▶ What this exercise asks:
1. In the excerpt on organizational designs, why is the reader referred to Exhibit 8–9? Answer in one to three sentences.
2. Answer these questions from the excerpt on organizational designs:
(a) Into which two kinds are the common designs available to managers divided?
(b) Which three structures are named as traditional designs?
(c) From which book, edition, and page is Exhibit 8–9 reproduced?
3. Carry on the excerpt on organizational designs from its final heading.

▶ Text excerpt:
______
What Are Some Common Organizational Designs?

  1. 8-3 Compare and contrast traditional and contemporary organizational designs.

In making structural decisions, managers have some common designs from which to choose: traditional and more contemporary. Let’s look at some.

What Traditional Organizational Designs Can Managers Use?

When designing a structure, managers may choose one of the traditional organizational designs. These structures—simple, functional, and divisional—tend to be more mechanistic in nature. (See Exhibit 8–9 for a summary of the strengths and weaknesses of each.)

Exhibit 8–9

Traditional Organization Designs

A table lists the strengths and weaknesses of traditional organizational designs.

Source: Robbins, Stephen P., Coulter, Mary, Management, 13th Ed., © 2016, p. 304. Reprinted and electronically reproduced by permission of Pearson Education, Inc., New York, NY.

What is the Simple Structure?
______
▶ Extracted data:
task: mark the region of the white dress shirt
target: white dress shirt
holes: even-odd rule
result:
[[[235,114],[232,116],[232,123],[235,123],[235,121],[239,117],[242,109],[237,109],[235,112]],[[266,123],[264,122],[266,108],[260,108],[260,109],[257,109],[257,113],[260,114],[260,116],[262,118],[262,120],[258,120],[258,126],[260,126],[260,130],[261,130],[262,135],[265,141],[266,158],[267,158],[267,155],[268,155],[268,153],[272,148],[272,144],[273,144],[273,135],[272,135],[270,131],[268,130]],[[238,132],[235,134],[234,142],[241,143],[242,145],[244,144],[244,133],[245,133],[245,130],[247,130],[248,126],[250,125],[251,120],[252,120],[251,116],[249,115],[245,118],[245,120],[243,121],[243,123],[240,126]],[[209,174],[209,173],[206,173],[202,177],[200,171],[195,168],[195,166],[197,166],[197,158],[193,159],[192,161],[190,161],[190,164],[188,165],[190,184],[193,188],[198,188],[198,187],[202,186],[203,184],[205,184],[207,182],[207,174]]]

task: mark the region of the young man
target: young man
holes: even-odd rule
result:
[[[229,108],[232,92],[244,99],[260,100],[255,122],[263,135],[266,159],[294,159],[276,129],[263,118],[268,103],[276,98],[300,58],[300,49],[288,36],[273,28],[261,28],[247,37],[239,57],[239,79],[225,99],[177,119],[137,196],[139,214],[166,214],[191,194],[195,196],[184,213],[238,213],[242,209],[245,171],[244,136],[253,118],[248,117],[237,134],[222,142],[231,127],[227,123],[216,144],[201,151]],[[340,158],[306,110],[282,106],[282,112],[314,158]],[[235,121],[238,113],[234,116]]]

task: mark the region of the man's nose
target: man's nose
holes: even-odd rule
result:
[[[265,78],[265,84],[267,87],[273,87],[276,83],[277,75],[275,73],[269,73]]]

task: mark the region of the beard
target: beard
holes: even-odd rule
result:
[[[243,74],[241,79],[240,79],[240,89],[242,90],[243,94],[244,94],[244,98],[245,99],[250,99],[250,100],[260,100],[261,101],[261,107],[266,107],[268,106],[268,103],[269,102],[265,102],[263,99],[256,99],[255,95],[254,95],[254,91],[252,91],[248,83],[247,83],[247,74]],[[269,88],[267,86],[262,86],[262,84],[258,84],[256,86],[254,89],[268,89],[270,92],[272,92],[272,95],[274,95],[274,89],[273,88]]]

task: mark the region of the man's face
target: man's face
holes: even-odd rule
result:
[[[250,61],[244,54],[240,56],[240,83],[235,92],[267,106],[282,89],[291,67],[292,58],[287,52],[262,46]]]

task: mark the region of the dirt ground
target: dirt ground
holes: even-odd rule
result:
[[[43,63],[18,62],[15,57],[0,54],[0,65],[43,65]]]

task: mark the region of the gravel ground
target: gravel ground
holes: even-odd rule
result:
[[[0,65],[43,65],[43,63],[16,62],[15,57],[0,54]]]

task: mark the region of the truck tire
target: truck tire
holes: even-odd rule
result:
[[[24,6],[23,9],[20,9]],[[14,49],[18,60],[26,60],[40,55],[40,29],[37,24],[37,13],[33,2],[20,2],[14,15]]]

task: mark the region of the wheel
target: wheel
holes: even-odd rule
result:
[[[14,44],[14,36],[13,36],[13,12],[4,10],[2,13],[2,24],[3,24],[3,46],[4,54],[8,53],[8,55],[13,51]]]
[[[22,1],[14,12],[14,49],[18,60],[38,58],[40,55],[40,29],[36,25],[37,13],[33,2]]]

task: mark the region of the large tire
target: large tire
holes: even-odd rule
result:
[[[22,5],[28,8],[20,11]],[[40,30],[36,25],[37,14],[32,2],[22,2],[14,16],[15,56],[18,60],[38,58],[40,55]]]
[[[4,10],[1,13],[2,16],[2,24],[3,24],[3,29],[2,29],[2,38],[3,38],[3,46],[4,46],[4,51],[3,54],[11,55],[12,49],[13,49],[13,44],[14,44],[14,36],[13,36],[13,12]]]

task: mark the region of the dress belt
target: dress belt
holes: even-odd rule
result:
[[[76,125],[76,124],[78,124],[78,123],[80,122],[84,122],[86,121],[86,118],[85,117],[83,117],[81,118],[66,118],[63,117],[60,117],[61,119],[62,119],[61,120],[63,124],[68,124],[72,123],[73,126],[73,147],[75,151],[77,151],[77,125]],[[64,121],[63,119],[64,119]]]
______
▶ Results in order:
1. The reader is referred to Exhibit 8–9 because it summarizes the strengths and weaknesses of each traditional organizational design: simple, functional, and divisional.

2.
(a) Traditional and more contemporary.
(b) Simple, functional, and divisional.
(c) *Management*, 13th edition, by Stephen P. Robbins and Mary Coulter (© 2016), page 304.

3.
Most companies start as entrepreneurial ventures using a simple structure, which is an organizational design with low departmentalization, wide spans of control, authority centralized in a single person, and little formalization.28 The simple structure is most widely used in smaller businesses, and its strengths should be obvious. It’s fast, flexible, and inexpensive to maintain, and accountability is clear. However, it becomes increasingly inadequate as an organization grows because its few policies or rules to guide operations and its high centralization result in information overload at the top. As size increases, decision making becomes slower and can eventually come to a standstill as the single executive tries to continue making all the decisions. If the structure is not changed and adapted to its size, the firm can lose momentum and is likely to eventually fail. The simple structure’s other weakness is that it’s risky: Everything depends on one person. If anything happens to the owner-manager, the organization’s information and decision-making center is lost. As employees are added, however, most small businesses don’t remain as simple structures. The structure tends to become more specialized and formalized. Rules and regulations are introduced, work becomes specialized, departments are created, levels of management are added, and the organization becomes increasingly bureaucratic. Two of the most popular bureaucratic design options grew out of functional and product departmentalizations and are called the functional and divisional structures.

What is the Functional Structure?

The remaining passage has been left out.